**Goal of the exercise**
Among the lines below, a stretch begins at the one with "x=404, y=189" and ends at the one with "x=662, y=109". Repeat that stretch exactly, ends included.

==== Data shown

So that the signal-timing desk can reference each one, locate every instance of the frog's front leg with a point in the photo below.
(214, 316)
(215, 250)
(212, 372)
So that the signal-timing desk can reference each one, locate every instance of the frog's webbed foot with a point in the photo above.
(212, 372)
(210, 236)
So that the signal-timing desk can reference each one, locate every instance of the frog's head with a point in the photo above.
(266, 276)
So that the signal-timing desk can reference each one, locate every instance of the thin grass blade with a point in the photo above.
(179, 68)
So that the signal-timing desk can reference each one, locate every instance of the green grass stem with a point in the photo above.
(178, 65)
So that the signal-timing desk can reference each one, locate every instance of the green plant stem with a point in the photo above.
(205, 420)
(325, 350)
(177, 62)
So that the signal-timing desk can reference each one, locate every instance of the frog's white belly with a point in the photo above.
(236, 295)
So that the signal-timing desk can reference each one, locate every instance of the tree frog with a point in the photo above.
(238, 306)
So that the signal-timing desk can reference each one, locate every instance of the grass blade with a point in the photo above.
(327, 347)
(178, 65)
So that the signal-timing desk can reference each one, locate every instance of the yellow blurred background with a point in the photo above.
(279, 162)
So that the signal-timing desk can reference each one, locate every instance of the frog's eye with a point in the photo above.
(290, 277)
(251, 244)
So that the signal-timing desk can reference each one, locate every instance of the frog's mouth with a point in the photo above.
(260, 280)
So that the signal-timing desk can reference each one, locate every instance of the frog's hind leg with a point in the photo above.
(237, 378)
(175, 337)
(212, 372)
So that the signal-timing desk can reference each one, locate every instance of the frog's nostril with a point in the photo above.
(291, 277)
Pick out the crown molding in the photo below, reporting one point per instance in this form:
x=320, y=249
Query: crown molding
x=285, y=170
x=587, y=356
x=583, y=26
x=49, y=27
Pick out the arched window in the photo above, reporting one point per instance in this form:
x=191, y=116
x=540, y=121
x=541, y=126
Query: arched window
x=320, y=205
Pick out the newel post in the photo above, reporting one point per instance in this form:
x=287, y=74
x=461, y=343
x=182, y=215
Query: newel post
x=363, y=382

========
==== Data shown

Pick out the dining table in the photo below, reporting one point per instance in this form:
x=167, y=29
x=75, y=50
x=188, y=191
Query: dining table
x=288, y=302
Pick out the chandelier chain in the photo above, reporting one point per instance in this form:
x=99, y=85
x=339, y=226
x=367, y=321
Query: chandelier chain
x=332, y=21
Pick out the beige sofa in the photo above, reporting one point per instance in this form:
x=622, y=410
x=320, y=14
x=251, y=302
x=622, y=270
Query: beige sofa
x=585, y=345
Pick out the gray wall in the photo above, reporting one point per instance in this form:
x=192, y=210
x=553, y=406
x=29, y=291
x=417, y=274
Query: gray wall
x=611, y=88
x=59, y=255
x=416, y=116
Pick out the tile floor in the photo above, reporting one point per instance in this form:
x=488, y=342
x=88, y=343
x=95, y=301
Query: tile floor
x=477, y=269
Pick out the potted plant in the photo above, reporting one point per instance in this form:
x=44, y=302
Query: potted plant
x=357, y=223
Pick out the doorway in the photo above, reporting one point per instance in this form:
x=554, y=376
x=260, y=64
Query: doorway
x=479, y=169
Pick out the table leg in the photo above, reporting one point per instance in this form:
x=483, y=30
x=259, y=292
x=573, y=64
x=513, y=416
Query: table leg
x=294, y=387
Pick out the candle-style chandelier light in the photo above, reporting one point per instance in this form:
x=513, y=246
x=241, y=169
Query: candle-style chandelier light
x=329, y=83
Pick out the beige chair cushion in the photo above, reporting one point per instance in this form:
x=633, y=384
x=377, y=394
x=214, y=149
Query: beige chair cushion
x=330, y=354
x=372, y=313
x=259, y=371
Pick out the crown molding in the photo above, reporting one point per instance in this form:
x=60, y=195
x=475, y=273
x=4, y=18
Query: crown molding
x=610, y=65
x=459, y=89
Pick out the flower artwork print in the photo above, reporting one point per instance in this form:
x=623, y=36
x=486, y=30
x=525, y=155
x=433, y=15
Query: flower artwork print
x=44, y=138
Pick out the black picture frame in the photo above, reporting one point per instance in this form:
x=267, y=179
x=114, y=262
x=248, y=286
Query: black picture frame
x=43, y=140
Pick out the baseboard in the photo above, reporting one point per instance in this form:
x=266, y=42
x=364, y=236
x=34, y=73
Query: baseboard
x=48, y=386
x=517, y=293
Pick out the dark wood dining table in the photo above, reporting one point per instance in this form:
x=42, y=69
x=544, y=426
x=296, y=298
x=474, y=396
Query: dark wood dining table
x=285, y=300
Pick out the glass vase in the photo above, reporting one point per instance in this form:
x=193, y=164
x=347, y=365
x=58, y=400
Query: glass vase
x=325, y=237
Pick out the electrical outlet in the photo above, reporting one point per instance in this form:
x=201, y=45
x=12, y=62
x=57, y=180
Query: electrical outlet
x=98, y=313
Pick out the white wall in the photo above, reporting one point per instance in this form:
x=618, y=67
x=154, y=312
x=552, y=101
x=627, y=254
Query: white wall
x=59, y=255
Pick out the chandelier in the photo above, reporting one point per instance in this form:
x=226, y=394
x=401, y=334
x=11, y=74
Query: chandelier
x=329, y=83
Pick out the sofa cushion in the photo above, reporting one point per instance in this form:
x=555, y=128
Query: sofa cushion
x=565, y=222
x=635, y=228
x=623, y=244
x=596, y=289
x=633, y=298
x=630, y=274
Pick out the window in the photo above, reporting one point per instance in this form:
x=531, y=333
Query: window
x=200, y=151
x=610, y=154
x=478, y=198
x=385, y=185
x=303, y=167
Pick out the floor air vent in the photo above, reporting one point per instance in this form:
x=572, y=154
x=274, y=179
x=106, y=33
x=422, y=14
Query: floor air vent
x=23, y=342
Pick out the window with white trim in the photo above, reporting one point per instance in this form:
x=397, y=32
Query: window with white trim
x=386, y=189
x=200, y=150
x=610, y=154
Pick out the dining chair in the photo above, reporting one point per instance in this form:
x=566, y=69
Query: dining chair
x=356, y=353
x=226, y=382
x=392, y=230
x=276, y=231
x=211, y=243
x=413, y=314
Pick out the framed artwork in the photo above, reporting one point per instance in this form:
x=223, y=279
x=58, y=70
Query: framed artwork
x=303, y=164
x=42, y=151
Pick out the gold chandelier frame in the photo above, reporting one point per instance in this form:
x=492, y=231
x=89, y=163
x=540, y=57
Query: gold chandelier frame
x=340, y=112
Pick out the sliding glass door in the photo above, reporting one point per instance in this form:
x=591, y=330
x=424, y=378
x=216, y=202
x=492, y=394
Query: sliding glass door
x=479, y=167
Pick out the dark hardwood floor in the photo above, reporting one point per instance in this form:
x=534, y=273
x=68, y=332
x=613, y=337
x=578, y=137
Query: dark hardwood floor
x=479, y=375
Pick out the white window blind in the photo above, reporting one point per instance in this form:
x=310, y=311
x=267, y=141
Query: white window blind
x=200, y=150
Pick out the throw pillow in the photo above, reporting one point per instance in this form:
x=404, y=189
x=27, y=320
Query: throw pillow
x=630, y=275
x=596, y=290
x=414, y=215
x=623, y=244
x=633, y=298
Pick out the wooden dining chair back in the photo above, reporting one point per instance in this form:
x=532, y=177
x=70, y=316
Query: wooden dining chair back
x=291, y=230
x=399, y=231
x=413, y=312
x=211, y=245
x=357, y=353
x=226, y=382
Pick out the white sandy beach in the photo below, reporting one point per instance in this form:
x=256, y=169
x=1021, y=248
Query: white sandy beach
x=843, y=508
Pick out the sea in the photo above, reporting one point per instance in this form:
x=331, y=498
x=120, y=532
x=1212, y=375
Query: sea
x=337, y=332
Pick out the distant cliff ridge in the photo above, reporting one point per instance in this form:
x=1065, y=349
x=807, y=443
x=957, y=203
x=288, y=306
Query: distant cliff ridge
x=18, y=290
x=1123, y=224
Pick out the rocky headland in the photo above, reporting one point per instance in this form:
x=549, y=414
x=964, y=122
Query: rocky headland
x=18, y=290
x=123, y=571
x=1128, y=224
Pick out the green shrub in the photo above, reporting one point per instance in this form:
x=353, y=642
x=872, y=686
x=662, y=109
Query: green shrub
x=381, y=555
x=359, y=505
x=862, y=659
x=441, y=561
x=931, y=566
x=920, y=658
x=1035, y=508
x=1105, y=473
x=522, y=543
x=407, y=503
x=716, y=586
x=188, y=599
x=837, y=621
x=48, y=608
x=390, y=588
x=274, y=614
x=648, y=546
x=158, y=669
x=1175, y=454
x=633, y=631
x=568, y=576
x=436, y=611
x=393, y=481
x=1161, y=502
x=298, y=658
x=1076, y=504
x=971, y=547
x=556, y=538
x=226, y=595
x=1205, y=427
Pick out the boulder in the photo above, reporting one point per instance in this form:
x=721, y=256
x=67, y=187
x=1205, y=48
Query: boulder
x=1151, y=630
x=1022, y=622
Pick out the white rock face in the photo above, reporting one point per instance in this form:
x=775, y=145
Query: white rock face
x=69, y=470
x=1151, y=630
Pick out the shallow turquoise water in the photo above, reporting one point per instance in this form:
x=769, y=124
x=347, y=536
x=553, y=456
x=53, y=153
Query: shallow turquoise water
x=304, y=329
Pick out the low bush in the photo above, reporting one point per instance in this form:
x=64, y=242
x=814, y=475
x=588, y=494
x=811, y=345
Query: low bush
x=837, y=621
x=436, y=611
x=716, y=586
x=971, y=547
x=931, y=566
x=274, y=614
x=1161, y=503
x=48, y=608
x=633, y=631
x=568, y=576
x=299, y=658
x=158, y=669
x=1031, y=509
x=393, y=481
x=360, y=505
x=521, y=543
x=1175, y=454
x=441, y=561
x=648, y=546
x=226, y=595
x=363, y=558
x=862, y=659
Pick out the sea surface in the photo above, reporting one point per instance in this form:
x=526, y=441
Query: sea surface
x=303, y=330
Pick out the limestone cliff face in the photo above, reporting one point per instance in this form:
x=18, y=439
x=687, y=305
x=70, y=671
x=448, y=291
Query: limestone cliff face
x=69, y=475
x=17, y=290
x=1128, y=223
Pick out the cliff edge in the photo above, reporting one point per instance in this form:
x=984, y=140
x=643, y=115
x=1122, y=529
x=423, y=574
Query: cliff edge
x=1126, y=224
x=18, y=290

========

**Response to this exercise**
x=404, y=189
x=27, y=320
Query: throw pillow
x=630, y=275
x=596, y=290
x=414, y=215
x=623, y=244
x=633, y=298
Pick out the wooden dining chair back in the photo above, reporting one point per instance in this form:
x=532, y=177
x=70, y=316
Query: wooden dining chair back
x=291, y=230
x=399, y=231
x=413, y=312
x=211, y=245
x=357, y=353
x=226, y=382
Pick out the white sandy beach in the photo below, reporting one point per instance in this form:
x=256, y=169
x=1021, y=248
Query: white sandy beach
x=843, y=508
Pick out the sea in the photo above, reporting one point per instance in this form:
x=331, y=498
x=120, y=532
x=1212, y=375
Query: sea
x=337, y=332
Pick out the distant cliff ridge in the photo above, reporting one point per instance in this form:
x=1065, y=349
x=807, y=443
x=957, y=203
x=288, y=306
Query: distant cliff ridge
x=18, y=290
x=1123, y=224
Pick out the rocky headland in the photo above, reporting one point per instance in this form:
x=549, y=414
x=964, y=122
Query: rocky headland
x=18, y=290
x=123, y=571
x=1128, y=224
Pick out the green shrub in the photo above, reporting one point per instance in this form:
x=353, y=642
x=872, y=686
x=662, y=109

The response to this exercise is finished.